SET PROBLEM 1
Rescale the rows of the collected data from the line containing "[point] every instance of the white rope" through the end of the rows, both ends included. Give only those lines again, requests included, with every x and y coordinate in the answers multiplied by 1.5 and rounded to a whole number, halves rounded up.

READING PASSAGE
——————————

Hi Carl,
I think that Hibernate (like any framework) has its place. It gets mocked
probably more because of the countless abuses of it by developers who
haven't quite understood it properly ("I can do foobar.save(); that is all
I need to know").
Cheers,
Martijn
On Wednesday, 21 December 2011, Carl Jokl <[email protected]> wrote:
> In all seriousness though, is this how badly Hibernate is viewed these
> days? Having an ORM seemed to make sense to me and still does in
> theory. I know in practice I have hit plenty of obscure cases or
> problems in Hibernate but I am not sure I would throw it all out as a
> waste of time just yet and also it is not as if Hibernate is the only
> ORM around.
>
> On Dec 21, 3:37 pm, Martijn Verburg <[email protected]> wrote:
>> I can't resist: Hibernate == Cake Mix -
http://topsy.com/vimeo.com/28885655
>>
>> Cheers,
>> Martijn
>>
>> On 21 December 2011 14:57, Graham Allan <[email protected]>
wrote:
>>
>>
>>
>>
>>
>>
>>
>>
>>
>> > On 21 December 2011 14:13, Carl Jokl <[email protected]> wrote:
>>
>> >> Was that the project that was mentioned in a lighting talk at the
London
>> >> JUG by any chance or a different one?
>>
>> > I presented it in a lightning talk at the LJC Open Conference, if
that's the
>> > same JUG meetup, then that was me :)

——————————

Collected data
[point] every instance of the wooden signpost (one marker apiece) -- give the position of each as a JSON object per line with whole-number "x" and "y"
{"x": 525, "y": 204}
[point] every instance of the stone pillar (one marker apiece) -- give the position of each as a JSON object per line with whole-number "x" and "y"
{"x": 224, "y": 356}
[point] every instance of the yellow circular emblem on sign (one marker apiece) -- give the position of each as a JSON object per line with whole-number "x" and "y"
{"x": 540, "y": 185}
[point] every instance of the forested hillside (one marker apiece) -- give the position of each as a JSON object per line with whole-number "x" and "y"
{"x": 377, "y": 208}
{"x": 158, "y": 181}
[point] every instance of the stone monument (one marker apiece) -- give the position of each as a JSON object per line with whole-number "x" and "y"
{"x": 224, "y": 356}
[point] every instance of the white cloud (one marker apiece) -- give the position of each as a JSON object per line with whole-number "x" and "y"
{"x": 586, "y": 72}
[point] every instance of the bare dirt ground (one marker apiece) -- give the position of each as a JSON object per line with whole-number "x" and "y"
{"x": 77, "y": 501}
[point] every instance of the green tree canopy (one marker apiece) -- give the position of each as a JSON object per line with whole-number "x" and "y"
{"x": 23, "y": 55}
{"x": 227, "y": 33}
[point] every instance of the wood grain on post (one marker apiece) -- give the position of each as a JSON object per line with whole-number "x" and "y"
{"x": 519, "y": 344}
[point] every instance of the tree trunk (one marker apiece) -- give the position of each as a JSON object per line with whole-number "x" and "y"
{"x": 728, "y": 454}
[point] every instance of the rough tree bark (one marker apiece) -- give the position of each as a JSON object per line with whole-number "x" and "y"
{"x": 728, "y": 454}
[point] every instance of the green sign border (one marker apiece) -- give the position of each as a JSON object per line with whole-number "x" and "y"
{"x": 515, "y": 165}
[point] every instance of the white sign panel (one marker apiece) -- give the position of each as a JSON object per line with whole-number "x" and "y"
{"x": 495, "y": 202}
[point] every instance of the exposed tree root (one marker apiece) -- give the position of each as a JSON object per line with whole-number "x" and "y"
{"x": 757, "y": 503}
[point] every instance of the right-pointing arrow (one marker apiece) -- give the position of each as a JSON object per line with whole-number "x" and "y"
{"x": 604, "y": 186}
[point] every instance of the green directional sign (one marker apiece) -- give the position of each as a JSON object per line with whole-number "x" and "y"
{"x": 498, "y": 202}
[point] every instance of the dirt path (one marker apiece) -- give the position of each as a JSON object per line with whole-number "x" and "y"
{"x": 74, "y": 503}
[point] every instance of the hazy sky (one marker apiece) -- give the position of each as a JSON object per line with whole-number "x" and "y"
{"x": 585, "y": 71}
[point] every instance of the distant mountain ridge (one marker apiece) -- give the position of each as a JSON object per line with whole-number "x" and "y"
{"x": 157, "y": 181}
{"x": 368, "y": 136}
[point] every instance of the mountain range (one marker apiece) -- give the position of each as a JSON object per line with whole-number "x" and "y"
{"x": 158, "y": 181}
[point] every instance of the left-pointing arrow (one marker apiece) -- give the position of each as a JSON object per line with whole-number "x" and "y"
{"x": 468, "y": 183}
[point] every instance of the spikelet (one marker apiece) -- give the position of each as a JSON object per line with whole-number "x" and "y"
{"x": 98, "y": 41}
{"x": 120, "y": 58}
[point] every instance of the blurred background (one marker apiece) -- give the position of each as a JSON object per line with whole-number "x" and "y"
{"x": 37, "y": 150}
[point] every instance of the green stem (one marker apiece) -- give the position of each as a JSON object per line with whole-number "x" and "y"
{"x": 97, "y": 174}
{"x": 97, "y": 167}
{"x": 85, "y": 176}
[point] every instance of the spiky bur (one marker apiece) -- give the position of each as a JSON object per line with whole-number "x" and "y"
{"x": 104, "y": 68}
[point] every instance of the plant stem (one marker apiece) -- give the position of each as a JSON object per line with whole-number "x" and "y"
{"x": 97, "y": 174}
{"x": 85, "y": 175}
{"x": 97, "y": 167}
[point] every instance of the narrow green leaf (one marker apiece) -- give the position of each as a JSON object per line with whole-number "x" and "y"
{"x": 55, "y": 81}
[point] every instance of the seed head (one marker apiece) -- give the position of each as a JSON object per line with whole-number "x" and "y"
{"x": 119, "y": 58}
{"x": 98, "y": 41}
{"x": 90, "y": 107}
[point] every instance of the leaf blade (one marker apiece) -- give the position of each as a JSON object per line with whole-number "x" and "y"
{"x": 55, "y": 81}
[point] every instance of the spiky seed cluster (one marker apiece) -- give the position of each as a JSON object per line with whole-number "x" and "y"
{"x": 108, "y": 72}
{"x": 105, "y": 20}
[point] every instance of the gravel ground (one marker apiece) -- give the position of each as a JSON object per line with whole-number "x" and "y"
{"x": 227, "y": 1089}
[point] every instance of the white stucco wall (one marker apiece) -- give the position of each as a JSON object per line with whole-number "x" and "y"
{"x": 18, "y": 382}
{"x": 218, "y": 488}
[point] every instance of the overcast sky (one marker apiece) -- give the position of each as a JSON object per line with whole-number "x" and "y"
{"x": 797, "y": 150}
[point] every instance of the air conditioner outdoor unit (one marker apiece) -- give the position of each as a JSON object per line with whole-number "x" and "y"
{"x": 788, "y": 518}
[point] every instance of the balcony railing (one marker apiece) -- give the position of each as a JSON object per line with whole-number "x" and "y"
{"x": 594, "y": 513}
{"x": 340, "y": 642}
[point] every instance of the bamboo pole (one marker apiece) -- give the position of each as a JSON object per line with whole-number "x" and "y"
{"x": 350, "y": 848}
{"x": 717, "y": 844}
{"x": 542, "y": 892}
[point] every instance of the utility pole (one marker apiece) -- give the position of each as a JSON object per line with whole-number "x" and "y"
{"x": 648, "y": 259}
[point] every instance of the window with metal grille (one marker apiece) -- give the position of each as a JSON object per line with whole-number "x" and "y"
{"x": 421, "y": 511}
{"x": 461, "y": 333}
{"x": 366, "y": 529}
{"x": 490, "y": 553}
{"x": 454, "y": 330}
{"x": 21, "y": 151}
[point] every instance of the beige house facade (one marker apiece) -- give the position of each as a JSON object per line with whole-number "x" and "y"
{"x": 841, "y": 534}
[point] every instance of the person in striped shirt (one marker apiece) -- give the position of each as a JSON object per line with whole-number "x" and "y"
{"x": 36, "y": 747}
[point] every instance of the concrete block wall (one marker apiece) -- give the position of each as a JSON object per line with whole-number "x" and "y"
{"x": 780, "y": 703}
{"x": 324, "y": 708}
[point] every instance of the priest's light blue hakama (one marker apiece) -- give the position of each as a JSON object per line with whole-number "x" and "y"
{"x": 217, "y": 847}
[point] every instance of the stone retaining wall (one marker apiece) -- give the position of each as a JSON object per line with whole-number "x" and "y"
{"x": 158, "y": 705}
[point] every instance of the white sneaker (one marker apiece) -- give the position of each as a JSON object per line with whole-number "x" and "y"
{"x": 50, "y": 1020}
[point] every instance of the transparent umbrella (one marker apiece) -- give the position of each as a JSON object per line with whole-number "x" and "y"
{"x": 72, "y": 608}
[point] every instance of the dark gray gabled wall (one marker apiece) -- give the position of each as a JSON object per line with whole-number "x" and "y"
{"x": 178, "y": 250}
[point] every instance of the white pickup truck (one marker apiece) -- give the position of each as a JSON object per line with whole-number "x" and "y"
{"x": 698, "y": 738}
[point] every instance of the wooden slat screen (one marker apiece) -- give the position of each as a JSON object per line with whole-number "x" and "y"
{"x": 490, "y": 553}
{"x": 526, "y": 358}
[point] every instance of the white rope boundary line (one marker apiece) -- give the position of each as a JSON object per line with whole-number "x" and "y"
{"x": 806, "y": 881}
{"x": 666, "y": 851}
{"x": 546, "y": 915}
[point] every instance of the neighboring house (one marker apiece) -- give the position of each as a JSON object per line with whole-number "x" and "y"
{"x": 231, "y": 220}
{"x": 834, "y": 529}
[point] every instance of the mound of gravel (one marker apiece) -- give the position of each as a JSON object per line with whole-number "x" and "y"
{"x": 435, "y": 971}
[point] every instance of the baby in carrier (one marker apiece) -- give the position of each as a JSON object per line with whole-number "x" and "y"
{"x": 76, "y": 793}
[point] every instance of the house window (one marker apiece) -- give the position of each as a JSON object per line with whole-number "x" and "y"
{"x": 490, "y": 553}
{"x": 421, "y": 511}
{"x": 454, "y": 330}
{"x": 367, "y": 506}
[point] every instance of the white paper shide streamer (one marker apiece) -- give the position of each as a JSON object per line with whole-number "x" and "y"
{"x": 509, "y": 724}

——————————

SET PROBLEM 2
According to the email thread, at which event was the project presented in a lightning talk?

FULL ANSWER 1
[point] every instance of the white rope boundary line (one marker apiece) -- give the position of each as a JSON object per line with whole-number "x" and "y"
{"x": 1209, "y": 1322}
{"x": 999, "y": 1277}
{"x": 819, "y": 1373}
[point] every instance of the neighboring house (one marker apiece) -- give the position of each as a JSON object per line with whole-number "x" and "y"
{"x": 347, "y": 330}
{"x": 1251, "y": 794}
[point] every instance of the mound of gravel (one marker apiece) -- give the position of each as a JSON object per line with whole-number "x" and "y"
{"x": 653, "y": 1457}
[point] every instance of the baby in carrier (one marker apiece) -- give the position of each as a JSON object per line with whole-number "x" and "y"
{"x": 114, "y": 1190}
[point] every instance of the house window (one marker apiece) -- give the position of each as a JSON object per line with whole-number "x" and "y"
{"x": 735, "y": 830}
{"x": 632, "y": 767}
{"x": 681, "y": 495}
{"x": 551, "y": 759}
[point] every instance of the white paper shide streamer (one marker apiece) -- give the position of each as a JSON object per line with whole-number "x" and "y"
{"x": 764, "y": 1086}

FULL ANSWER 2
At the LJC Open Conference.